* Start SOURCE DOCUMENT *

- Ginghamsburg Church
- Location: 6759 South County Road 25A Tipp City, OH
- Country: United States
- Denomination: United Methodist
- Website: www.ginghamsburg.org

History
- Founded: 1863

= Ginghamsburg Church =

Ginghamsburg Church is a United Methodist Church located in Tipp City, Ohio, thirteen miles north of Dayton, Ohio.

Dennis Miller became the Senior Pastor in August 2022.

== History ==
Ginghamsburg Church was founded by a Methodist circuit rider, B.W. Day, in 1863 in the village of Ginghamsburg, Ohio. As a small church, until the 1920s it was part of a four-church circuit for a part-time preacher. From the 1920s on, students from a Dayton-based seminary served as part-time pastors for the congregation.

Senior Pastor Michael Slaughter was appointed to Ginghamsburg in 1979 as the church's first full-time pastor. At the time, the church averaged approximately 90 people in attendance. After Slaughter's arrival, the mission of the church has been to "win the lost and set the oppressed free," By 2012, approximately 5,000 people attended Ginghamsburg's campuses each week. Slaughter became a leading figure in missional church movement and a popular author and speaker, and has been named one of the most influential Christians in America.

In the late 1980s and early 1990s, Ginghamsburg gained national recognition as an innovator in small group ministry. It was also an early frontrunner of cyberministry, or ministry via the Internet. The church's website and online ministry received early national attention from media outlets including The Wall Street Journal, Fox News, and The Dallas Morning News. A non-profit organization was also formed by members of the Ginghamsburg cyberministry team to help other churches develop their websites and online ministries.

In the late 1990s and early 2000s Ginghamsburg became known as a leader of the church "media reformation," which incorporated video, onscreen graphics, creative lighting, and other audio-visual elements into worship services to create a multisensory worship experience. Kim Miller, who oversaw Ginghamsburg's worship design, became a popular speaker and author on multisensory worship, writing several books on the subject.

Fort McKinley UMC became a part of Ginghamsburg Church from 2008 to 2025. Prior to July 2008, Fort McKinley was a separate United Methodist congregation, located in an economically challenged Dayton neighborhood. The church had dwindled to approximately 40 people in weekly attendance before voting to merge with Ginghamsburg. 80 volunteers from Ginghamsburg in Tipp City transplanted themselves at the newly minted Fort McKinley Campus and got to work. Neighborhood transformation took root by way of community partnerships, free food and a willingness to knock on doors. In March 2012 Ginghamsburg also started another urban campus called The Point, located in Trotwood, Ohio;. Both campuses are now closed.

==Charity work==

Since 2005, Ginghamsburg Church invested over $6.1 million into sustainable relief projects in Darfur, Sudan through an initiative called The Sudan Project. The church first developed the initiative after Slaughter read about the War in Darfur in the early 2000s and he urged the congregation to get involved. Ginghamsburg partnered with the United Methodist Committee on Relief, which helped the church use the funds to implement sustainable agriculture, safe water, sanitation, child development, and child protection projects in Darfur. The projects have served more than 250,000 Darfuri people and over 200 schools have been built.

* End SOURCE DOCUMENT *

_CHALLENGE A:_
Repeat the passage of the Ginghamsburg Church article from "Dennis Miller became" to "for the congregation." word for word.

* Start DATA PROVIDED *

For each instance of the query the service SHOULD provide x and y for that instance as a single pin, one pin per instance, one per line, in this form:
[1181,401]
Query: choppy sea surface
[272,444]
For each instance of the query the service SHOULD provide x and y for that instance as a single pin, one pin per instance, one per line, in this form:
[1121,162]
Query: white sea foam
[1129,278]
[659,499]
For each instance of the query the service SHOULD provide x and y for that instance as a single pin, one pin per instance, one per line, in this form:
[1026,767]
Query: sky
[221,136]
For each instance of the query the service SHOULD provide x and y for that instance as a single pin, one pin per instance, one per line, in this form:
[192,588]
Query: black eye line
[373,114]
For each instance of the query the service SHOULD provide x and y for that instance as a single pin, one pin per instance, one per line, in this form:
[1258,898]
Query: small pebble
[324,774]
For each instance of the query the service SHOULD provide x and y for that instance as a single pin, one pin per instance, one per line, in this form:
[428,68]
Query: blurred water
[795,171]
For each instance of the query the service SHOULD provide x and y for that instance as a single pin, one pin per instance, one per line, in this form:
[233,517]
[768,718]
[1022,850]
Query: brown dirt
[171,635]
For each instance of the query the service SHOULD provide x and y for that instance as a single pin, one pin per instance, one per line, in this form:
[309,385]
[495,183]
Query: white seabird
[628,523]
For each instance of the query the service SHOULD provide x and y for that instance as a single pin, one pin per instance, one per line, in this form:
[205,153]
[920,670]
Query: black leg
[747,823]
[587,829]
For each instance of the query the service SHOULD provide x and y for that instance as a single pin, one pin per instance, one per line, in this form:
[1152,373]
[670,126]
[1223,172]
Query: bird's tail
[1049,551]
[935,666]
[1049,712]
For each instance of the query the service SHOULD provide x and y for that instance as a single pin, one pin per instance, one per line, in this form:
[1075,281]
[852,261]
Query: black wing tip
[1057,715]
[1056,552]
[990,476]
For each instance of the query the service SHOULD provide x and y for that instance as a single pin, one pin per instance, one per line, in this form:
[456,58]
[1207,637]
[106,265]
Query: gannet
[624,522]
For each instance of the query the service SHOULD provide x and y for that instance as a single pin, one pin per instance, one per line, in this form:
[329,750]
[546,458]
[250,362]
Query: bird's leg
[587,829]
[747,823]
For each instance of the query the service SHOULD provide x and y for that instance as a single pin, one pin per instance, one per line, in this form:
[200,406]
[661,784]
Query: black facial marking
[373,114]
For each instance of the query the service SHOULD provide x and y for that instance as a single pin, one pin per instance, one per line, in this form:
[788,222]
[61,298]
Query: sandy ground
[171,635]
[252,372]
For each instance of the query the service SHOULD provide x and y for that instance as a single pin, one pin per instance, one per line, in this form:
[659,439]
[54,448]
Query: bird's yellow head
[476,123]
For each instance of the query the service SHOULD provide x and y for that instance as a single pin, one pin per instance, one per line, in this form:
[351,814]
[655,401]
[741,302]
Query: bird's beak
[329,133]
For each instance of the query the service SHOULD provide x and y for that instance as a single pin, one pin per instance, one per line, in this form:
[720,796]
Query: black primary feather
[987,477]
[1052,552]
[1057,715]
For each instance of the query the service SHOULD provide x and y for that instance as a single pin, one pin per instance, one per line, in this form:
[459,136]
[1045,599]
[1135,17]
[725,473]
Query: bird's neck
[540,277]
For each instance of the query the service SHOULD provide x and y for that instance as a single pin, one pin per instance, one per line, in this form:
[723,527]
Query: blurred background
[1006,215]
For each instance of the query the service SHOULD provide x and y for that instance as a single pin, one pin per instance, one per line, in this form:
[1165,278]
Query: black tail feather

* End DATA PROVIDED *

_CHALLENGE B:_
Find each line of the listing that contains the word "white", and copy those lines.

_CORRECT OUTPUT A:_
Dennis Miller became the Senior Pastor in August 2022.

== History ==
Ginghamsburg Church was founded by a Methodist circuit rider, B.W. Day, in 1863 in the village of Ginghamsburg, Ohio. As a small church, until the 1920s it was part of a four-church circuit for a part-time preacher. From the 1920s on, students from a Dayton-based seminary served as part-time pastors for the congregation.

_CORRECT OUTPUT B:_
Query: white sea foam
Query: white seabird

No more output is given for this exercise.